ABOUT THIS EXERCISE:
Copy every line from the records below that holds the word "sleeve".

INFORMATION:
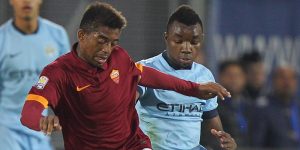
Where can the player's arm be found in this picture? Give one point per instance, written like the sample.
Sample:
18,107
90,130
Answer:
214,126
158,80
45,93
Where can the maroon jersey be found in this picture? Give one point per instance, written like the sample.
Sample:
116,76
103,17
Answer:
96,107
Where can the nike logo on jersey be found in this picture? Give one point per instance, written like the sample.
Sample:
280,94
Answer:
13,55
78,89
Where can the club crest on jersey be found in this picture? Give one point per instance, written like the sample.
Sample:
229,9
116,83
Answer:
42,82
50,50
114,75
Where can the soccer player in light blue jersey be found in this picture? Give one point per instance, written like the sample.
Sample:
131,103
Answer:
27,44
171,120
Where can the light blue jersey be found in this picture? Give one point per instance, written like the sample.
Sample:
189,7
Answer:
172,120
22,58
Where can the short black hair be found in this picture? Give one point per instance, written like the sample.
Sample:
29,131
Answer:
228,63
250,58
186,15
104,14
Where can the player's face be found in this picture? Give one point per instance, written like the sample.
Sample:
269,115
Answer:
26,9
183,42
233,79
96,47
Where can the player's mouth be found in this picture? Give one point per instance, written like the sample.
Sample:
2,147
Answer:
101,59
185,60
27,8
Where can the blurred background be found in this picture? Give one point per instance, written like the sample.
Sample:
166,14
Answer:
251,46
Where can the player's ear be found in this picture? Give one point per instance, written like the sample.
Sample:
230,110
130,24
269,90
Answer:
11,2
80,35
165,35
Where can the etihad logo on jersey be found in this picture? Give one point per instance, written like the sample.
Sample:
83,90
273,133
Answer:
78,89
191,110
42,82
115,76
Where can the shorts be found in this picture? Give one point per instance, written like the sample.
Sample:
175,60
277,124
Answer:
11,139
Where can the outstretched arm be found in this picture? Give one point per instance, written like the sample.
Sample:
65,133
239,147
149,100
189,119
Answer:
33,119
214,126
158,80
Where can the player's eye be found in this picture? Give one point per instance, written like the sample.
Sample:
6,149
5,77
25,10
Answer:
114,43
195,42
102,40
178,41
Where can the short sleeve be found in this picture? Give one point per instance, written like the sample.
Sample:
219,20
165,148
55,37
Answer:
211,103
47,90
141,89
64,42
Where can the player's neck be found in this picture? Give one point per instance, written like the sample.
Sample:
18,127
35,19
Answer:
26,26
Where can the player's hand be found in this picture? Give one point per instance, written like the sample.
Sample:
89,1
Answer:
49,124
211,90
226,141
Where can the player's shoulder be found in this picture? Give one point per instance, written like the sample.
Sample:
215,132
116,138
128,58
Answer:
58,65
201,69
49,25
5,26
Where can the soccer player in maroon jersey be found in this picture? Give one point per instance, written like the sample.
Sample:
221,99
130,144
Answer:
92,89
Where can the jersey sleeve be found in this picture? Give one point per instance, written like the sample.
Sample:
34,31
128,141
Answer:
47,90
64,42
141,89
43,94
212,103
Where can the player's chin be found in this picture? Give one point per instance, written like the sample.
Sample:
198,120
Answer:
186,63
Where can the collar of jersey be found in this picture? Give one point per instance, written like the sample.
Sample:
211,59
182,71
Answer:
79,63
165,60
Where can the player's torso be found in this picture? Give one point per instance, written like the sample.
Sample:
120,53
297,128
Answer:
22,59
170,119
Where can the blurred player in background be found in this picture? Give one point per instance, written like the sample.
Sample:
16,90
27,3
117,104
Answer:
277,125
235,112
254,68
171,120
92,91
27,44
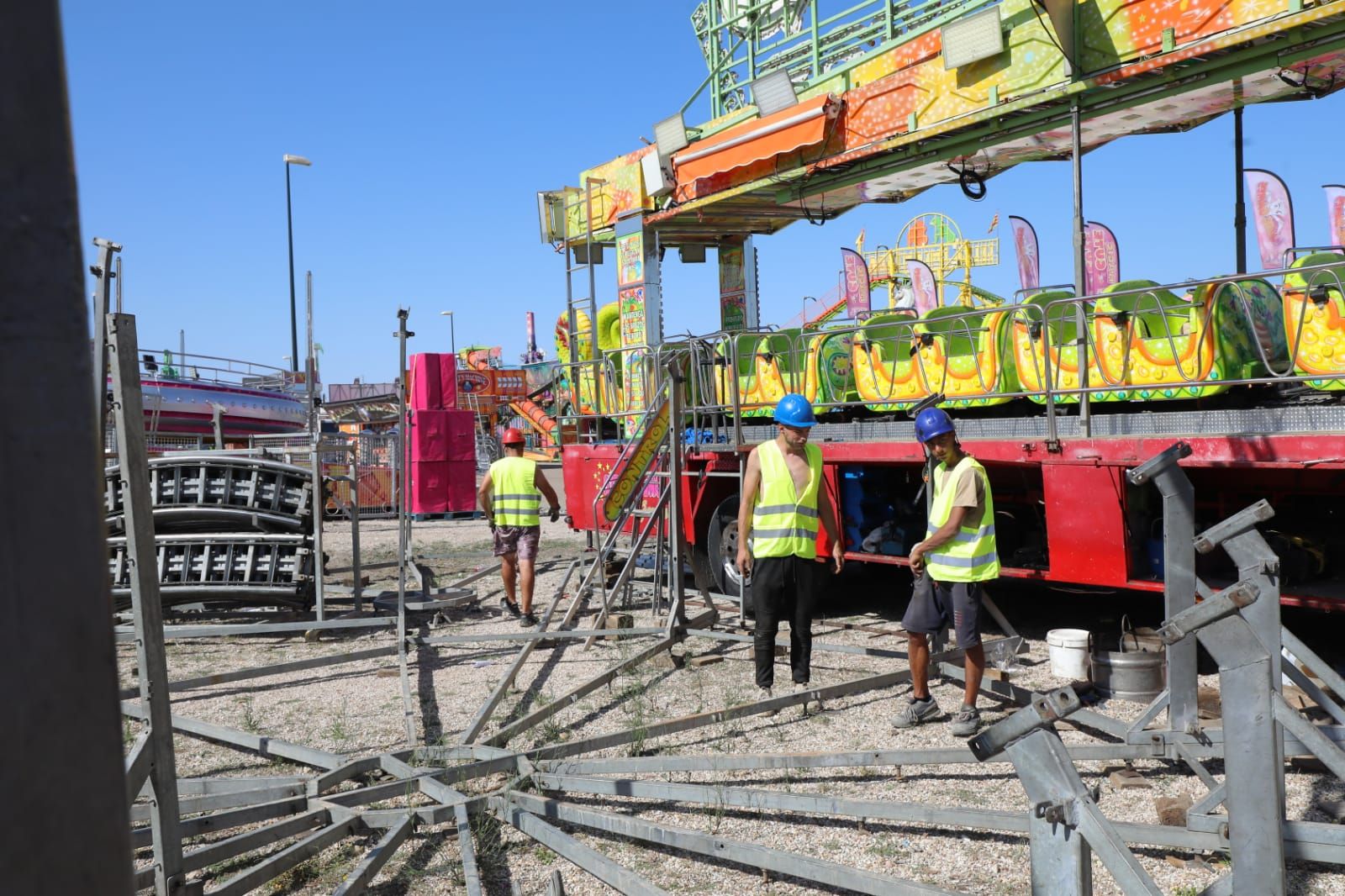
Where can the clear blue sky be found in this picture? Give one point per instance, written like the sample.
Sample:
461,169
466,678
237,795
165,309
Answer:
430,131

EXERCISE SOLUTION:
Where can the short sleeve be found in this picture? Give one point per instance, written like the sample.
Where can the jersey sleeve be found in this picture? Give one point per instance, written like the sample.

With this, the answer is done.